• _Excerpt to read_:
Large Dataset API Reference

This page documents the API for NLSQ’s large dataset handling features, designed for datasets with 20M+ points.

Memory Estimation

nlsq.estimate_memory_requirements(n_points, n_params)[source]

Estimate memory requirements for a dataset.

Parameters:
  • n_points (int) – Number of data points

  • n_params (int) – Number of parameters

Returns:

Memory requirements and processing recommendations

Return type:

DatasetStats

Examples

>>> from nlsq.streaming.large_dataset import estimate_memory_requirements
>>>
>>> # Estimate requirements for 50M points, 3 parameters
>>> stats = estimate_memory_requirements(50_000_000, 3)
>>> print(f"Estimated memory: {stats.total_memory_estimate_gb:.2f} GB")
>>> print(f"Recommended chunk size: {stats.recommended_chunk_size:,}")
>>> print(f"Number of chunks: {stats.n_chunks}")

The estimate_memory_requirements function returns a DatasetStats object with the following attributes:

  • n_points: Number of data points

  • n_params: Number of parameters

  • total_memory_estimate_gb: Estimated memory requirement in GB

  • recommended_chunk_size: Recommended chunk size for processing

  • n_chunks: Number of chunks needed

Example:

from nlsq import estimate_memory_requirements

stats = estimate_memory_requirements(100_000_000, 4)
print(f"Total memory: {stats.total_memory_estimate_gb:.2f} GB")
print(f"Process in {stats.n_chunks} chunks of {stats.recommended_chunk_size} points")

LargeDatasetFitter

The main class for handling large datasets with automatic memory management.

For complete API documentation, see nlsq.LargeDatasetFitter in the nlsq.large_dataset module module.

Key Features:

  • Automatic memory management and chunking

  • Progress reporting for long-running fits

  • Configurable memory limits and chunk sizes

  • Integration with existing NLSQ optimization algorithms

Constructor Parameters:

  • memory_limit_gb (float): Maximum memory to use (default: 4.0)

  • config (LDMemoryConfig, optional): Advanced configuration object

Example:

from nlsq import LargeDatasetFitter

fitter = LargeDatasetFitter(memory_limit_gb=8.0)

# Get recommendations
recs = fitter.get_memory_recommendations(50_000_000, 3)
print(recs['processing_strategy'])

# Fit with progress
result = fitter.fit_with_progress(func, x, y, p0)

Convenience Functions

curve_fit_large Function

Primary large dataset fitting function with automatic dataset size detection.

For complete API documentation, see nlsq.curve_fit_large() in the nlsq.large_dataset module module.

• _Dataset content_:

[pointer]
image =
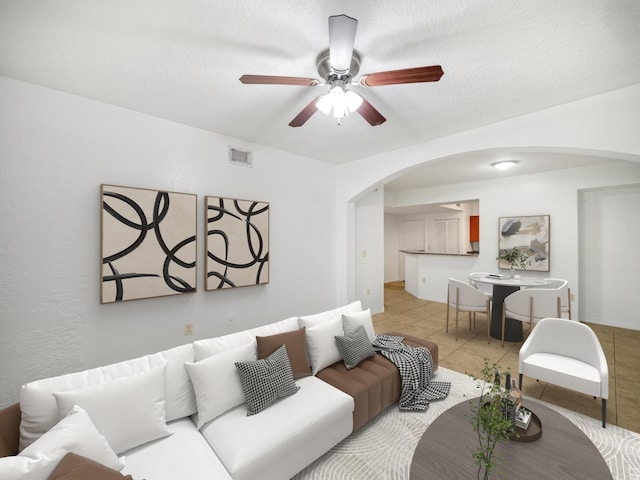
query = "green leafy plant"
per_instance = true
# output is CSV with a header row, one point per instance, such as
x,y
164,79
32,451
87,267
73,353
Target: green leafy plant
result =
x,y
515,257
490,419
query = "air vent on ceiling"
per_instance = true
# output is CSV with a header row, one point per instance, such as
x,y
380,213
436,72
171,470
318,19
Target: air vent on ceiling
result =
x,y
240,157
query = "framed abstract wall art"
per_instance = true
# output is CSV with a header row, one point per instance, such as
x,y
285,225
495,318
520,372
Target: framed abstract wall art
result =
x,y
148,243
237,238
531,235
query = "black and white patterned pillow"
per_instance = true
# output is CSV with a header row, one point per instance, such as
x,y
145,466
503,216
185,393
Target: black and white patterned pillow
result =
x,y
355,347
265,381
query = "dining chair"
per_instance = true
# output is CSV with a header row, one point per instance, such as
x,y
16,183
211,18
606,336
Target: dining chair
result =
x,y
530,305
464,298
567,354
563,291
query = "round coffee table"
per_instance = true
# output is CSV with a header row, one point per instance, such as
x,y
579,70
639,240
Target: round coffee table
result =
x,y
562,452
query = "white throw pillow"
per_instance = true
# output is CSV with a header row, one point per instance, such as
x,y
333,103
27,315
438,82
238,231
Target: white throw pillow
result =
x,y
351,322
128,411
318,318
180,401
321,344
74,433
216,381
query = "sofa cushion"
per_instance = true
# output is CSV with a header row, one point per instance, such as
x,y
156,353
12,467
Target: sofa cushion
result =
x,y
375,383
184,455
267,380
321,344
40,411
216,381
286,437
75,432
9,430
211,346
295,342
128,411
77,467
355,347
351,321
336,313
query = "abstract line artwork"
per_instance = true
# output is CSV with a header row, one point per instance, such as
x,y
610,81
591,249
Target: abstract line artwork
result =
x,y
531,235
237,243
148,243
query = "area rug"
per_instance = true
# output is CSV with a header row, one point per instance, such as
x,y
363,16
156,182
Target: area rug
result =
x,y
383,449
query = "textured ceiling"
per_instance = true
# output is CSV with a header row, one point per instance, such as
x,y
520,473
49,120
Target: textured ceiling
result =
x,y
181,60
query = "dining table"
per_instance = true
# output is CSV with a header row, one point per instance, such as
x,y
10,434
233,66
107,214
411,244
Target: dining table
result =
x,y
503,286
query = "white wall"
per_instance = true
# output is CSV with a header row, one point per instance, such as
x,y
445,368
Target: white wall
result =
x,y
609,238
55,151
392,255
369,224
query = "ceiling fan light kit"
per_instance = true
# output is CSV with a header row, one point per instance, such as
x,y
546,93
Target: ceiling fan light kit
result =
x,y
338,65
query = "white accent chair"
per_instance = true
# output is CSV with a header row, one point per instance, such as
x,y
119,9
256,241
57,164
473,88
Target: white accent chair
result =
x,y
567,354
530,305
464,298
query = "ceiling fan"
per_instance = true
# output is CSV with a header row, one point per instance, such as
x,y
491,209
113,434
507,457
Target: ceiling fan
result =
x,y
338,66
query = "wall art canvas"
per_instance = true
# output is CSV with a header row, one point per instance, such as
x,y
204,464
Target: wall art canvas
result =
x,y
531,235
148,243
237,243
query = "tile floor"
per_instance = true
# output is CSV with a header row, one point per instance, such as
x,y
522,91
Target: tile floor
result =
x,y
423,318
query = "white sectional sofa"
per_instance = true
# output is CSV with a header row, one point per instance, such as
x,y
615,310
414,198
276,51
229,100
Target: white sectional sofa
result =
x,y
181,413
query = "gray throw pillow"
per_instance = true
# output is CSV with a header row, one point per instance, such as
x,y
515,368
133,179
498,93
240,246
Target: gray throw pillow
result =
x,y
355,347
265,381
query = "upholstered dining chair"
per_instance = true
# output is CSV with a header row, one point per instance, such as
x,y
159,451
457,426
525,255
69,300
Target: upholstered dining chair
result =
x,y
564,292
567,354
464,298
485,288
530,305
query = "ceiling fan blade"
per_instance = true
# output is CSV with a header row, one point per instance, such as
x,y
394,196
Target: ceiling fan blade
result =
x,y
276,80
305,114
370,114
407,75
342,36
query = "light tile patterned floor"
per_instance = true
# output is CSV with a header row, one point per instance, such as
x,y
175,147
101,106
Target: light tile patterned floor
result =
x,y
422,318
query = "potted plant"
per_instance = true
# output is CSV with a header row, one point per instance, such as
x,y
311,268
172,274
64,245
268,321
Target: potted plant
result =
x,y
515,257
492,418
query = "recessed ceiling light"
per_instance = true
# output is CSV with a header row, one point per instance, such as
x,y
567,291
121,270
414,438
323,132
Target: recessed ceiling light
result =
x,y
504,165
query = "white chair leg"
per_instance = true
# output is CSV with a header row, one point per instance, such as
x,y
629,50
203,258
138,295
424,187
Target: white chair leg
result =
x,y
503,315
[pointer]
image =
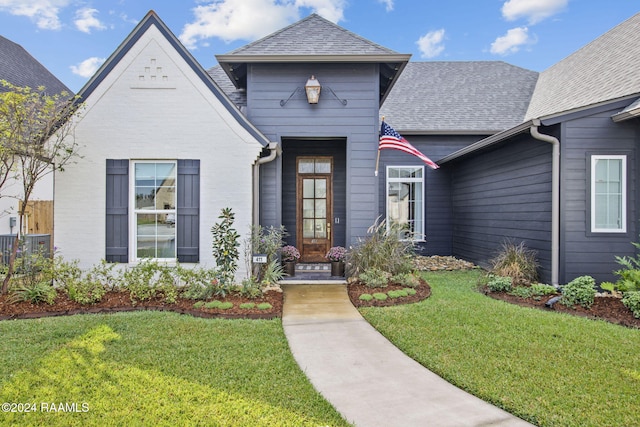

• _Objectives_:
a) From the NLSQ large dataset API reference, return the passage between "# Get recommendations" and "dataset size detection.", inclusive, copied word for word.
b) In the NLSQ large dataset API reference, which attributes does the DatasetStats object returned by estimate_memory_requirements have? List them all.

• _Responses by task_:
a)
# Get recommendations
recs = fitter.get_memory_recommendations(50_000_000, 3)
print(recs['processing_strategy'])

# Fit with progress
result = fitter.fit_with_progress(func, x, y, p0)

Convenience Functions

curve_fit_large Function

Primary large dataset fitting function with automatic dataset size detection.

b)
- n_points
- n_params
- total_memory_estimate_gb
- recommended_chunk_size
- n_chunks